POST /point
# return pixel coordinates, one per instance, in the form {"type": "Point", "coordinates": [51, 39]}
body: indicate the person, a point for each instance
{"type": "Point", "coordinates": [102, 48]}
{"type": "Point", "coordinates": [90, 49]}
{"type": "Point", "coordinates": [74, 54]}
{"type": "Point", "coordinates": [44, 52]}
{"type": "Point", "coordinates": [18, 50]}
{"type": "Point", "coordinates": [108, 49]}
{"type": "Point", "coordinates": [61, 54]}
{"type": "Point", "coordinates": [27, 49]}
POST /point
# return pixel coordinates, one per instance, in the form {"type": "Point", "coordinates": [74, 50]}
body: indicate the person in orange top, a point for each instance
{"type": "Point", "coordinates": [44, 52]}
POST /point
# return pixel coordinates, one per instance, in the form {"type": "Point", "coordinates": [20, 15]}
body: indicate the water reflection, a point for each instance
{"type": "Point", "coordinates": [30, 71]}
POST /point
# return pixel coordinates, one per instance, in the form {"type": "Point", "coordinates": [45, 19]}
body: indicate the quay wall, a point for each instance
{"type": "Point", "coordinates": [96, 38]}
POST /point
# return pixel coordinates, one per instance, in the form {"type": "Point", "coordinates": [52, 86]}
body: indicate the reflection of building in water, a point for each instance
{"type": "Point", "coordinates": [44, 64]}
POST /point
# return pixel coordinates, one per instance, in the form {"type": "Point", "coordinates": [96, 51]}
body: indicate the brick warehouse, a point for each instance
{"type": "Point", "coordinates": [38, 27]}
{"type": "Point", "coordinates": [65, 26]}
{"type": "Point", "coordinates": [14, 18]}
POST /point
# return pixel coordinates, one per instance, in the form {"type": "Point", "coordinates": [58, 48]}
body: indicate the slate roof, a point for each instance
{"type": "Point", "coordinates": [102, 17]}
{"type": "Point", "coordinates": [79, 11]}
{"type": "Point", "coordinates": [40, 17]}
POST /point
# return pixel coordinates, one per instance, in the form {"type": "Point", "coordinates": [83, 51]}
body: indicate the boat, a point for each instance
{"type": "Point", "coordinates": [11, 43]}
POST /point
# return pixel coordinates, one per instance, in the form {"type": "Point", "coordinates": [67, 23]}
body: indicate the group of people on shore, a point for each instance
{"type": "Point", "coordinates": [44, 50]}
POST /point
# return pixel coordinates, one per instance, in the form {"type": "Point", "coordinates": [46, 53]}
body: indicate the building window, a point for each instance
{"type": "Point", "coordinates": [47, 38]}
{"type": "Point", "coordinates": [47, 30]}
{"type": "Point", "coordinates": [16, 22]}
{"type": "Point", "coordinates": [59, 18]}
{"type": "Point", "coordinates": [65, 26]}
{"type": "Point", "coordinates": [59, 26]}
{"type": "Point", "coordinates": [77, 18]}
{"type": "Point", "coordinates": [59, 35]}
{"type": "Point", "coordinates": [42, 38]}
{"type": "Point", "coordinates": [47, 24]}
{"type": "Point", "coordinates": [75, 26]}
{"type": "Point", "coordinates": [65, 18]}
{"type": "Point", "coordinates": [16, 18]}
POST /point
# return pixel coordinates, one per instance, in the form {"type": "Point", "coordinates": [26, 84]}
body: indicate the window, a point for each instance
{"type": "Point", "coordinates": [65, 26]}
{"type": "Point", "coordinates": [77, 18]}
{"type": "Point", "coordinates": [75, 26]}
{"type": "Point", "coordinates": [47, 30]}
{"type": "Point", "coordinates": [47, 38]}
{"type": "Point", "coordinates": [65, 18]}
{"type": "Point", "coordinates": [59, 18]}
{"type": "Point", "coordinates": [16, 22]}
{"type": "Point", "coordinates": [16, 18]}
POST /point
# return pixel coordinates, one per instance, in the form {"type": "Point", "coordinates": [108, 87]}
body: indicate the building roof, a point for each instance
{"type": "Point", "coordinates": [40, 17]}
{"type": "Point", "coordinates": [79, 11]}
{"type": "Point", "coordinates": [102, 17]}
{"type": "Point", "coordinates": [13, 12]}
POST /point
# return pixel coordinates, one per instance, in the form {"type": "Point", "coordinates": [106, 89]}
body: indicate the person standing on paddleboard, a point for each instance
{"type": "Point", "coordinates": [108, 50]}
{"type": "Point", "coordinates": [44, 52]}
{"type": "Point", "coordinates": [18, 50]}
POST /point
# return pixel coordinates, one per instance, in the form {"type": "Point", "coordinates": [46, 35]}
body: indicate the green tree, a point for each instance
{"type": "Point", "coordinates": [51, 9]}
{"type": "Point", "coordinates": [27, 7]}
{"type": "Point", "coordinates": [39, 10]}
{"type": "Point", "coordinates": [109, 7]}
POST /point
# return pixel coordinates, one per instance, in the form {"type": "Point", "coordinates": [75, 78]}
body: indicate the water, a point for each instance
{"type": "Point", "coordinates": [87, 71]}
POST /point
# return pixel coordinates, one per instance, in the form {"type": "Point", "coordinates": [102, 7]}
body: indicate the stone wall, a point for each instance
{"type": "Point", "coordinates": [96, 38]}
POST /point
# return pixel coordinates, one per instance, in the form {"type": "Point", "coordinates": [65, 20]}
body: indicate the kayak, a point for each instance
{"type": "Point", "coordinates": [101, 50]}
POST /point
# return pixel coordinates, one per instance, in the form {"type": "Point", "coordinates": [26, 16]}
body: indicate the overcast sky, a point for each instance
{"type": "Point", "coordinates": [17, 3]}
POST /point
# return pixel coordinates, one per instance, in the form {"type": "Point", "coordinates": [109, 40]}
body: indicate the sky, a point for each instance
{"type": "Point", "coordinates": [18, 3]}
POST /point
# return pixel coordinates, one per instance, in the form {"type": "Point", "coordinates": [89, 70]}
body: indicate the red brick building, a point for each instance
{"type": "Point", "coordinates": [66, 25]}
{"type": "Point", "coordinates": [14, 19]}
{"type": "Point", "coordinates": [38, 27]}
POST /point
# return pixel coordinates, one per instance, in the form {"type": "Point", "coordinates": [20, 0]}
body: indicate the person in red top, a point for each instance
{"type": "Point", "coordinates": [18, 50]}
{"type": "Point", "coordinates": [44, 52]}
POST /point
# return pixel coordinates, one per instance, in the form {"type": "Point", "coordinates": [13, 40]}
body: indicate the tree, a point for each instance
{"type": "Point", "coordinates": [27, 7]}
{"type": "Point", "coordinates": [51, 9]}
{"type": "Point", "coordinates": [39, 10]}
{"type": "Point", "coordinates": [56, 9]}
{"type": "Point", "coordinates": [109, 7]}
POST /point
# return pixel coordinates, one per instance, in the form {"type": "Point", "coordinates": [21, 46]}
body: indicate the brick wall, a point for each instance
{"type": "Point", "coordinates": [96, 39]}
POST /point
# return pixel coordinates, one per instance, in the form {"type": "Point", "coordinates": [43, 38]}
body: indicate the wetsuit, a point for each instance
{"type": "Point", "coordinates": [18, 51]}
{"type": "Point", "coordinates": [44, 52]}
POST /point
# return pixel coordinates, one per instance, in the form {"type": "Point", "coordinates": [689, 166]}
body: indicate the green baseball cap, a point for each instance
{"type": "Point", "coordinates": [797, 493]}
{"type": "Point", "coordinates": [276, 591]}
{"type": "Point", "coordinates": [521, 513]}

_Exercise aim_.
Every record should be given again exactly.

_Exercise result_.
POST /point
# return pixel coordinates, one per instance, in the form {"type": "Point", "coordinates": [51, 39]}
body: indicate the person, a point for each instance
{"type": "Point", "coordinates": [102, 48]}
{"type": "Point", "coordinates": [90, 49]}
{"type": "Point", "coordinates": [74, 54]}
{"type": "Point", "coordinates": [44, 52]}
{"type": "Point", "coordinates": [18, 50]}
{"type": "Point", "coordinates": [108, 49]}
{"type": "Point", "coordinates": [61, 54]}
{"type": "Point", "coordinates": [27, 49]}
POST /point
# return pixel coordinates, one per instance, in the form {"type": "Point", "coordinates": [74, 50]}
body: indicate the person in orange top, a point for each instance
{"type": "Point", "coordinates": [44, 52]}
POST /point
# return pixel coordinates, one per instance, in the form {"type": "Point", "coordinates": [20, 15]}
body: indicate the water reflection, a point for each instance
{"type": "Point", "coordinates": [30, 71]}
POST /point
# return pixel coordinates, one per instance, in the form {"type": "Point", "coordinates": [45, 19]}
body: indicate the quay wall, a point for each instance
{"type": "Point", "coordinates": [96, 38]}
POST /point
# return pixel coordinates, one per instance, in the form {"type": "Point", "coordinates": [52, 86]}
body: indicate the reflection of building in water, a point for each instance
{"type": "Point", "coordinates": [44, 64]}
POST /point
# return pixel coordinates, one per instance, in the form {"type": "Point", "coordinates": [96, 51]}
body: indicate the brick warehouse, a point for each instance
{"type": "Point", "coordinates": [38, 27]}
{"type": "Point", "coordinates": [65, 26]}
{"type": "Point", "coordinates": [14, 18]}
POST /point
# return pixel coordinates, one per instance, in the form {"type": "Point", "coordinates": [58, 48]}
body: indicate the slate roof, a point for each instance
{"type": "Point", "coordinates": [102, 17]}
{"type": "Point", "coordinates": [79, 11]}
{"type": "Point", "coordinates": [40, 17]}
POST /point
# return pixel coordinates, one per instance, in the form {"type": "Point", "coordinates": [83, 51]}
body: indicate the boat, a point for each instance
{"type": "Point", "coordinates": [11, 43]}
POST /point
# return pixel coordinates, one per instance, in the form {"type": "Point", "coordinates": [67, 23]}
body: indicate the group of people on shore, a point for each instance
{"type": "Point", "coordinates": [44, 50]}
POST /point
# return pixel coordinates, one per instance, in the form {"type": "Point", "coordinates": [46, 53]}
body: indicate the building window, a point for each instance
{"type": "Point", "coordinates": [47, 38]}
{"type": "Point", "coordinates": [47, 30]}
{"type": "Point", "coordinates": [16, 22]}
{"type": "Point", "coordinates": [59, 18]}
{"type": "Point", "coordinates": [65, 26]}
{"type": "Point", "coordinates": [59, 26]}
{"type": "Point", "coordinates": [77, 18]}
{"type": "Point", "coordinates": [59, 35]}
{"type": "Point", "coordinates": [42, 38]}
{"type": "Point", "coordinates": [47, 24]}
{"type": "Point", "coordinates": [75, 26]}
{"type": "Point", "coordinates": [65, 18]}
{"type": "Point", "coordinates": [16, 18]}
POST /point
# return pixel coordinates, one per instance, in the form {"type": "Point", "coordinates": [26, 84]}
body: indicate the window, a point for each instance
{"type": "Point", "coordinates": [65, 26]}
{"type": "Point", "coordinates": [77, 18]}
{"type": "Point", "coordinates": [75, 26]}
{"type": "Point", "coordinates": [47, 30]}
{"type": "Point", "coordinates": [47, 38]}
{"type": "Point", "coordinates": [65, 18]}
{"type": "Point", "coordinates": [59, 18]}
{"type": "Point", "coordinates": [16, 22]}
{"type": "Point", "coordinates": [16, 18]}
POST /point
# return pixel coordinates, one per instance, in the form {"type": "Point", "coordinates": [108, 87]}
body: indicate the building roof, a point for each instance
{"type": "Point", "coordinates": [40, 17]}
{"type": "Point", "coordinates": [79, 11]}
{"type": "Point", "coordinates": [102, 17]}
{"type": "Point", "coordinates": [13, 12]}
POST /point
# return pixel coordinates, one per instance, in the form {"type": "Point", "coordinates": [106, 89]}
body: indicate the person standing on paddleboard, a point for each instance
{"type": "Point", "coordinates": [108, 50]}
{"type": "Point", "coordinates": [44, 52]}
{"type": "Point", "coordinates": [18, 50]}
POST /point
# return pixel coordinates, one per instance, in the form {"type": "Point", "coordinates": [46, 35]}
body: indicate the green tree, a point for each instance
{"type": "Point", "coordinates": [51, 9]}
{"type": "Point", "coordinates": [27, 7]}
{"type": "Point", "coordinates": [39, 10]}
{"type": "Point", "coordinates": [109, 7]}
POST /point
# return pixel coordinates, one per instance, in the form {"type": "Point", "coordinates": [75, 78]}
body: indicate the water, a point for each instance
{"type": "Point", "coordinates": [87, 71]}
POST /point
# return pixel coordinates, one per instance, in the form {"type": "Point", "coordinates": [102, 7]}
body: indicate the stone wall, a point for each instance
{"type": "Point", "coordinates": [96, 38]}
POST /point
# return pixel coordinates, one per instance, in the form {"type": "Point", "coordinates": [65, 20]}
body: indicate the kayak, a point for each instance
{"type": "Point", "coordinates": [101, 50]}
POST /point
# return pixel coordinates, one per instance, in the form {"type": "Point", "coordinates": [26, 16]}
body: indicate the overcast sky, a point for each instance
{"type": "Point", "coordinates": [17, 3]}
POST /point
# return pixel coordinates, one per instance, in the form {"type": "Point", "coordinates": [109, 40]}
body: indicate the sky, a point for each instance
{"type": "Point", "coordinates": [18, 3]}
POST /point
# return pixel coordinates, one per instance, in the form {"type": "Point", "coordinates": [89, 70]}
body: indicate the red brick building, a point for each instance
{"type": "Point", "coordinates": [66, 25]}
{"type": "Point", "coordinates": [14, 19]}
{"type": "Point", "coordinates": [38, 27]}
POST /point
# return pixel coordinates, one per instance, in the form {"type": "Point", "coordinates": [20, 0]}
body: indicate the person in red top, a point for each instance
{"type": "Point", "coordinates": [18, 50]}
{"type": "Point", "coordinates": [44, 52]}
POST /point
# return pixel coordinates, one per instance, in the form {"type": "Point", "coordinates": [13, 40]}
body: indicate the tree, a point for each instance
{"type": "Point", "coordinates": [27, 7]}
{"type": "Point", "coordinates": [51, 9]}
{"type": "Point", "coordinates": [39, 10]}
{"type": "Point", "coordinates": [56, 9]}
{"type": "Point", "coordinates": [109, 7]}
POST /point
# return pixel coordinates, one per instance, in the form {"type": "Point", "coordinates": [21, 46]}
body: indicate the brick wall, a point for each instance
{"type": "Point", "coordinates": [96, 39]}
POST /point
# return pixel coordinates, one per instance, in the form {"type": "Point", "coordinates": [43, 38]}
body: indicate the wetsuit, a point for each instance
{"type": "Point", "coordinates": [18, 51]}
{"type": "Point", "coordinates": [44, 52]}
POST /point
# return pixel coordinates, one per instance, in the form {"type": "Point", "coordinates": [689, 166]}
body: indicate the green baseball cap, a point for each instance
{"type": "Point", "coordinates": [797, 493]}
{"type": "Point", "coordinates": [276, 591]}
{"type": "Point", "coordinates": [521, 513]}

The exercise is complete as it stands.